Far from launching an ambitious new initiative, the U.N. was merely repackaging a still-unfunded, year-old effort. Buried in the U.N. press release, in a line only the Miami Herald seemed to notice, was an admission that the "Initiative for the Elimination of Cholera in the Island of Hispaniola" had already been kicked off in January 2012 by the Haitian and Dominican governments with the support of a few U.N. agencies. The "$2.2 billion" figure meanwhile is purely aspirational. The initiative is almost totally unfunded.
Reached by phone, U.N. spokeswoman Vannina Maestracci explained that Ban's press conference was meant simply to raise the Hispaniolan initiative's profile. "What the U.N. is trying to do is boost that initiative ... so it can get the funding it needs," she said. But the organization is not exactly leading by example. As announced in the press release, the U.N. is throwing in just $23.5 million for the 10-year project -- 1 percent of the requested funds. The organization also says it has spent a total of $118 million responding to the cholera epidemic to date. By contrast, it has budgeted $677 million for peacekeeping operations in Haiti for 2012-13 alone.
Ban did announce $215 million in bilateral donations to the initiative from Spain, Japan, the World Bank, and the Inter-American Development Bank. But this was misleading as well. None of that money was new, according to a breakdown provided by the U.N. Office of the Special Envoy for Haiti. Nearly all had already been pledged in the spring of 2010 for rebuilding from the catastrophic earthquake earlier that year. The lone sliver of recent money -- Japan's $800,000 -- was given to UNICEF in response to damage caused by Hurricane Sandy. All those funds were already earmarked for water and sanitation projects that haven't been completed.
================
_WORK REQUEST 1:_ Print the part of the cholera funding passage starting with "Far from launching" and going on through "almost totally unfunded.".
_WORK REQUEST 2:_
Answer these questions using the cholera funding passage.
(a) When, and by which governments, was the "Initiative for the Elimination of Cholera in the Island of Hispaniola" kicked off?
(b) How much is the U.N. putting into the 10-year project?
(c) What prompted Japan's $800,000 to UNICEF?
The data has nothing to do with the cholera funding passage.

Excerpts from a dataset
================
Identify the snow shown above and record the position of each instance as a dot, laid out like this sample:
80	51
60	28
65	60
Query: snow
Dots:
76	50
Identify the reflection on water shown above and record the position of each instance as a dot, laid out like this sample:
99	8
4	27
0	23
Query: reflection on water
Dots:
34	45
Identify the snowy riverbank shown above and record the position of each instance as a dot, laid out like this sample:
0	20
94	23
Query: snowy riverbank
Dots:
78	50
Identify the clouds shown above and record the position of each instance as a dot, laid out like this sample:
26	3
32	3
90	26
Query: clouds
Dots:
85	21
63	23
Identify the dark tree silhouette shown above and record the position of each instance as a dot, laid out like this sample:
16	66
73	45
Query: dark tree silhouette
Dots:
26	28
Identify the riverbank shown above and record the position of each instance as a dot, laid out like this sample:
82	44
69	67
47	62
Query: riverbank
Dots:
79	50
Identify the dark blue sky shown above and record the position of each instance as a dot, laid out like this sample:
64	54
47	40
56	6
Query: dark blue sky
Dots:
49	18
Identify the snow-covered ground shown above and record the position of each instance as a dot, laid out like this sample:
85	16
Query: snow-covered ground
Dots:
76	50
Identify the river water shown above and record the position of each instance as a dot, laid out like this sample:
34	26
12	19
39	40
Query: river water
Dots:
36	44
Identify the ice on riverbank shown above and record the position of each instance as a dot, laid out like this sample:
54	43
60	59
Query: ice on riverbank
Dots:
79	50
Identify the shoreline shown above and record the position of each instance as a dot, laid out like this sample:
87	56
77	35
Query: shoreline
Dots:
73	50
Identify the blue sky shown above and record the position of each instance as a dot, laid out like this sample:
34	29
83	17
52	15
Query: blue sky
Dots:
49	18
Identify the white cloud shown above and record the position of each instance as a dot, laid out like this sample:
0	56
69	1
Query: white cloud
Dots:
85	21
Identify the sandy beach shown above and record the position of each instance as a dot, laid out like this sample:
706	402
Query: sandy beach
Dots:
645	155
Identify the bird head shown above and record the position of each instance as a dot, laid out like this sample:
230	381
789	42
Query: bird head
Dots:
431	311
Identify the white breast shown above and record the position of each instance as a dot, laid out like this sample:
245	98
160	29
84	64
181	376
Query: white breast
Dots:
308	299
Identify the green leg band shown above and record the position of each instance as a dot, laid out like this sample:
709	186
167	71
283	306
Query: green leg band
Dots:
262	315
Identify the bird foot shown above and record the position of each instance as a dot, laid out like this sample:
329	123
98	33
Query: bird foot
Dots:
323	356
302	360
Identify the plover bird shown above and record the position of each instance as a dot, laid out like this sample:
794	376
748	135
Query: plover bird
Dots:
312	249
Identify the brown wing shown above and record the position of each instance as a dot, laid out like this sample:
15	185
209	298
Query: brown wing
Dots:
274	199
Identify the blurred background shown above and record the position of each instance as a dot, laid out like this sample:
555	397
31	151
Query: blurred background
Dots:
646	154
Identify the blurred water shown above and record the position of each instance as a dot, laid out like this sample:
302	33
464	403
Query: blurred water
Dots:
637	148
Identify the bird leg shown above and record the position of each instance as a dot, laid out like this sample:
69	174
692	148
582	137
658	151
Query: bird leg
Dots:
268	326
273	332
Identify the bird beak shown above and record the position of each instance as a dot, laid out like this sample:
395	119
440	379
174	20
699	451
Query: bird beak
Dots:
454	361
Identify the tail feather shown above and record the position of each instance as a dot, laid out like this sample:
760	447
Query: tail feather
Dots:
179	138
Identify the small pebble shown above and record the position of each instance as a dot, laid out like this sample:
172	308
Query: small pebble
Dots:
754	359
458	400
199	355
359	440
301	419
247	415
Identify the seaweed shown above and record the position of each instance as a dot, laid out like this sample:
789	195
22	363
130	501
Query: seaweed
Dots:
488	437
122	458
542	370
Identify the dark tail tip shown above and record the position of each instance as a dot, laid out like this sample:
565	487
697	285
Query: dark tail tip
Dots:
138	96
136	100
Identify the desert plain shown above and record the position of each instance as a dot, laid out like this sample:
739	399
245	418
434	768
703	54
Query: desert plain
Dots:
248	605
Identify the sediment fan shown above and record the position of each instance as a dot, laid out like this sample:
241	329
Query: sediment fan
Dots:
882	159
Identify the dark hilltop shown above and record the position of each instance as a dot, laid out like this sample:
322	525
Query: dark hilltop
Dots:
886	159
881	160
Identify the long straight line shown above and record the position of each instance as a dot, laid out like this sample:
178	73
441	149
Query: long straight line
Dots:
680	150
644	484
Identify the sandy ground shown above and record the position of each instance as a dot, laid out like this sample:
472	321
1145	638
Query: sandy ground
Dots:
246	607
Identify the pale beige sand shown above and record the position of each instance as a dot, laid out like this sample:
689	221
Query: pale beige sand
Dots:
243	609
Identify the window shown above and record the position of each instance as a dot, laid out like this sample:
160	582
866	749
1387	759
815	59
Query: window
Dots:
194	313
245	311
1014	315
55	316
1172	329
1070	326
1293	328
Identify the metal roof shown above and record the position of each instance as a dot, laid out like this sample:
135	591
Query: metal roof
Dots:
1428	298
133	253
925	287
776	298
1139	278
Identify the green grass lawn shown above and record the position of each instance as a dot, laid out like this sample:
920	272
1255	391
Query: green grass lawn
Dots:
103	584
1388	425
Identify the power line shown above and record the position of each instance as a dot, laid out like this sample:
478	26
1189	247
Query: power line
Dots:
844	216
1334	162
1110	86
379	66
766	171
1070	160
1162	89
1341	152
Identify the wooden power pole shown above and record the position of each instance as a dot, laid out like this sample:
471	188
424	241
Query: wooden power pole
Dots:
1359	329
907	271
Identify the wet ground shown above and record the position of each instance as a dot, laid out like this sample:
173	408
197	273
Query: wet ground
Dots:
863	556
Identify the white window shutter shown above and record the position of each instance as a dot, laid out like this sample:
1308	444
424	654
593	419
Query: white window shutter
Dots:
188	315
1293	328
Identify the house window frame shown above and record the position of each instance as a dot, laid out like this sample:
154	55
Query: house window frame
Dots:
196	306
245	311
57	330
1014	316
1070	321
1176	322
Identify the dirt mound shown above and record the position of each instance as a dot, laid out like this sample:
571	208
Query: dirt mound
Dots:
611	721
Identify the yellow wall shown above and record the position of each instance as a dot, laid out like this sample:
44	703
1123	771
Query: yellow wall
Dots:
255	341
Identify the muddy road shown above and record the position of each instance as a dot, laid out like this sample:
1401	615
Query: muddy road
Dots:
================
_RESPONSE BOX 1:_
Far from launching an ambitious new initiative, the U.N. was merely repackaging a still-unfunded, year-old effort. Buried in the U.N. press release, in a line only the Miami Herald seemed to notice, was an admission that the "Initiative for the Elimination of Cholera in the Island of Hispaniola" had already been kicked off in January 2012 by the Haitian and Dominican governments with the support of a few U.N. agencies. The "$2.2 billion" figure meanwhile is purely aspirational. The initiative is almost totally unfunded.

_RESPONSE BOX 2:_
(a) It was kicked off in January 2012 by the Haitian and Dominican governments.
(b) The U.N. is putting in $23.5 million, which is 1 percent of the requested funds.
(c) It was given in response to damage caused by Hurricane Sandy.